EXERCISE PROMPT: Locate "Point to the hand reaching" in the listing below, then output the line holding it and every line after it, exactly and with nothing else.

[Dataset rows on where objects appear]
+ + +
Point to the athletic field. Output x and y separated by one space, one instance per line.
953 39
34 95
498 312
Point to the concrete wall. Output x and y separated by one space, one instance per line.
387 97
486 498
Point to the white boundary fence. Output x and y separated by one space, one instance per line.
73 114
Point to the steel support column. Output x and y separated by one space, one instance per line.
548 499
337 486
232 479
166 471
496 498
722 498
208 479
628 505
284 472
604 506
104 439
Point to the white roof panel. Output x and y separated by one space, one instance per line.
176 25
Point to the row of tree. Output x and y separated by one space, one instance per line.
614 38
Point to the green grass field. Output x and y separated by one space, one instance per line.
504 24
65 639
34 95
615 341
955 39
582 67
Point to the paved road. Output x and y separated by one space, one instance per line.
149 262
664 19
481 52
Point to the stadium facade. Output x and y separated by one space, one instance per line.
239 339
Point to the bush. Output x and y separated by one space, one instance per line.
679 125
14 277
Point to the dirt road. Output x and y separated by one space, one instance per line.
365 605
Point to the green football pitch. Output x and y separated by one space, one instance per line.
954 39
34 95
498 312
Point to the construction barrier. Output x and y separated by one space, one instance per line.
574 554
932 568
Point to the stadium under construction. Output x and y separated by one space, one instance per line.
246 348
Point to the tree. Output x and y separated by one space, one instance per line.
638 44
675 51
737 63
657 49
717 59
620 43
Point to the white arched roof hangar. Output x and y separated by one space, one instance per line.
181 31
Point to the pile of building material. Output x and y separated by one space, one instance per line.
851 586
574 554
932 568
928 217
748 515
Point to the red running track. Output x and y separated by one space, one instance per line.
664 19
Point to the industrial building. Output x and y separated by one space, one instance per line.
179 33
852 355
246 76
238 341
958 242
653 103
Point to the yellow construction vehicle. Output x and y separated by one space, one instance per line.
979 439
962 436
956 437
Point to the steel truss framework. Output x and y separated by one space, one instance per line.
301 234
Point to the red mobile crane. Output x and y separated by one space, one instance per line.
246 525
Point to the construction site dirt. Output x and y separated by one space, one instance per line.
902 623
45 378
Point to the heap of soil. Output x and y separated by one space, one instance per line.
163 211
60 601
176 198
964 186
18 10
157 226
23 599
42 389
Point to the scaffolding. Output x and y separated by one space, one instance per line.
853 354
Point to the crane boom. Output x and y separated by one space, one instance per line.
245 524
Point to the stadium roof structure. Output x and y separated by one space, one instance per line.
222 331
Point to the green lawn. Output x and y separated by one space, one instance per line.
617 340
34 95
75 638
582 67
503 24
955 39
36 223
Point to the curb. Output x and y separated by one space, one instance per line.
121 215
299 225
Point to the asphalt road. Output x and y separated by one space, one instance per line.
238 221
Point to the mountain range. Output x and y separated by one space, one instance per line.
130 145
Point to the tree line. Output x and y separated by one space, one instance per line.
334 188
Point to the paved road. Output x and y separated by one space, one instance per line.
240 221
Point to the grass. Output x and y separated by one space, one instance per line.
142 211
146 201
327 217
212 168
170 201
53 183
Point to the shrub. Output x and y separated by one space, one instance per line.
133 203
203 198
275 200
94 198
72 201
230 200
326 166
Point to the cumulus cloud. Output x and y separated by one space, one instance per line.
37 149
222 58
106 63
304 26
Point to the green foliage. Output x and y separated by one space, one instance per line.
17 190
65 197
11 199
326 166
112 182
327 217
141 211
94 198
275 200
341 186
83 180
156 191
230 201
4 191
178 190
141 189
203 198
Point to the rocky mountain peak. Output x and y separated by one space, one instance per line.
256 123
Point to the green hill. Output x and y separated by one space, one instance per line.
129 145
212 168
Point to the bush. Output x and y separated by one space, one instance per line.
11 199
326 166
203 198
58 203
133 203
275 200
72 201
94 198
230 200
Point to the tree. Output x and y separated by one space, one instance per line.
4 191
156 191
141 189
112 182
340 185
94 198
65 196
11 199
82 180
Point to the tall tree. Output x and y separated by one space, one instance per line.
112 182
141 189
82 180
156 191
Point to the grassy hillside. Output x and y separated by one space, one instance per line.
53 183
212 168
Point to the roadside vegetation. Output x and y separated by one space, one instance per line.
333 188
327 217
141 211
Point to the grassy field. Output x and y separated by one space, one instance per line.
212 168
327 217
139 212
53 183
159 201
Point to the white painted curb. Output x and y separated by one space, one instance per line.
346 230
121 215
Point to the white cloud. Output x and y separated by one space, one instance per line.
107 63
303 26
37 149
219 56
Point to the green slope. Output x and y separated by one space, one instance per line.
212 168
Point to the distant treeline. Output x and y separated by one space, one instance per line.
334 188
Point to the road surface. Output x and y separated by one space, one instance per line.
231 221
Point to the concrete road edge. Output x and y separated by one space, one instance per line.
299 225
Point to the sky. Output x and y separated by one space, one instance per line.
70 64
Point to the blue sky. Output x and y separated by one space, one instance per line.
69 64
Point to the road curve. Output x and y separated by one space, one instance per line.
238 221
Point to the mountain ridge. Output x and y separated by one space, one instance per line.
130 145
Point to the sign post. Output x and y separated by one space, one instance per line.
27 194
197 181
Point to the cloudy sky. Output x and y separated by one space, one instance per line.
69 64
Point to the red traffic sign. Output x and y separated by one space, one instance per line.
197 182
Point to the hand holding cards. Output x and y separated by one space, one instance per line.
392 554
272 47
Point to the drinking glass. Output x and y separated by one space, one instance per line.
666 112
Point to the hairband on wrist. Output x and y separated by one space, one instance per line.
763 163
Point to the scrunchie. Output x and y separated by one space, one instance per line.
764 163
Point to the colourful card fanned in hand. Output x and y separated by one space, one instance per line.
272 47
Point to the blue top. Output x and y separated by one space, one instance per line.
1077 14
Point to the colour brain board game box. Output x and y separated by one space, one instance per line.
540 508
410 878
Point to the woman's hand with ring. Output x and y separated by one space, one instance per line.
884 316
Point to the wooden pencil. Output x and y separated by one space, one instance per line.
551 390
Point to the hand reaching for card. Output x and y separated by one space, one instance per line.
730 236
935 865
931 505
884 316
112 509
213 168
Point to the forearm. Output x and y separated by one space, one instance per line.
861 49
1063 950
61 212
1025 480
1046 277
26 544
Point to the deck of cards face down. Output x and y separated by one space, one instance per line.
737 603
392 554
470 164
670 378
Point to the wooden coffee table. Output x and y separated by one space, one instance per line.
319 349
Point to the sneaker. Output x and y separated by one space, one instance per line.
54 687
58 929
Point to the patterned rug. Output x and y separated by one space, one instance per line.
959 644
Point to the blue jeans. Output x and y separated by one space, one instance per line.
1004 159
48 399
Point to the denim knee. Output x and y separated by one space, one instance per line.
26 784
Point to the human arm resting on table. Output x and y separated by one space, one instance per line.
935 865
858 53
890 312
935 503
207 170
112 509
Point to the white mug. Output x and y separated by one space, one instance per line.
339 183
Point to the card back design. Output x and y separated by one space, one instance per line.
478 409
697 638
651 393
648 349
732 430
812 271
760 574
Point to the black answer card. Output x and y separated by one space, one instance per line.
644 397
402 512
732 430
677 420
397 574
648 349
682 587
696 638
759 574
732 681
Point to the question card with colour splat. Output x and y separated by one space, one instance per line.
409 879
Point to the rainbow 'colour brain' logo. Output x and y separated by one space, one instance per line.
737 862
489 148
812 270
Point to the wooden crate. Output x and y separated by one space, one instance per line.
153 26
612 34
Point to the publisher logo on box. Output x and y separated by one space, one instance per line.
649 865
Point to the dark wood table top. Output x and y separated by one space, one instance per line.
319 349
+ + +
FINISHED TASK:
Point to the hand reaching for card. Output x and y separated by one space, one instance per line.
730 236
935 865
931 505
884 316
112 509
213 168
Point to the forearm. Output x and y separated by one space, one instance per line.
861 49
1063 950
61 212
1025 480
1046 277
26 544
Point to the deck of cards face down. Output x and y separated by one space, one instance per line.
737 603
392 554
470 164
670 378
Point to the wooden coffee table. Output x and y separated by one space, one instance per line.
319 349
Point to the sneaker. Output x and y separated by one space, one instance per line.
54 687
58 929
Point to the patterned rug. Output x and y separated by one space, one instance per line.
959 644
Point to the blue jeans. Output x and y separated by one space, one instance per line.
1004 159
48 399
Point to the denim knee. Output x and y separated by one space, one instance per line.
26 784
Point to the human arm resting on table. Output x and y separated by one space, one instance per line.
935 865
858 53
890 312
935 503
207 170
112 509
Point to the white mug. Output x and y separated by one space, one instance per line.
339 183
Point to the card back design. Output x and y separated by one space, one instance per line.
478 409
697 638
651 393
648 349
732 430
812 271
760 574
Point to the black answer card. Output x and y separated by one space, one instance per line.
644 397
402 512
732 430
677 420
397 574
648 349
682 587
696 638
759 574
732 681
Point to the question card with colour splat. Output x and y separated by one space, one instance per line.
409 879
Point to the rainbow 'colour brain' logo. Output x and y separated by one space, one instance per line.
737 862
489 148
812 270
Point to the wooden crate. Output x and y separated by one space, one instance per line.
153 26
612 34
Point to the publisher logo on box. Output x and y separated by one space, one instance per line.
649 865
Point to the dark wood table top. Output x and y separated by one space, one instance per line.
319 349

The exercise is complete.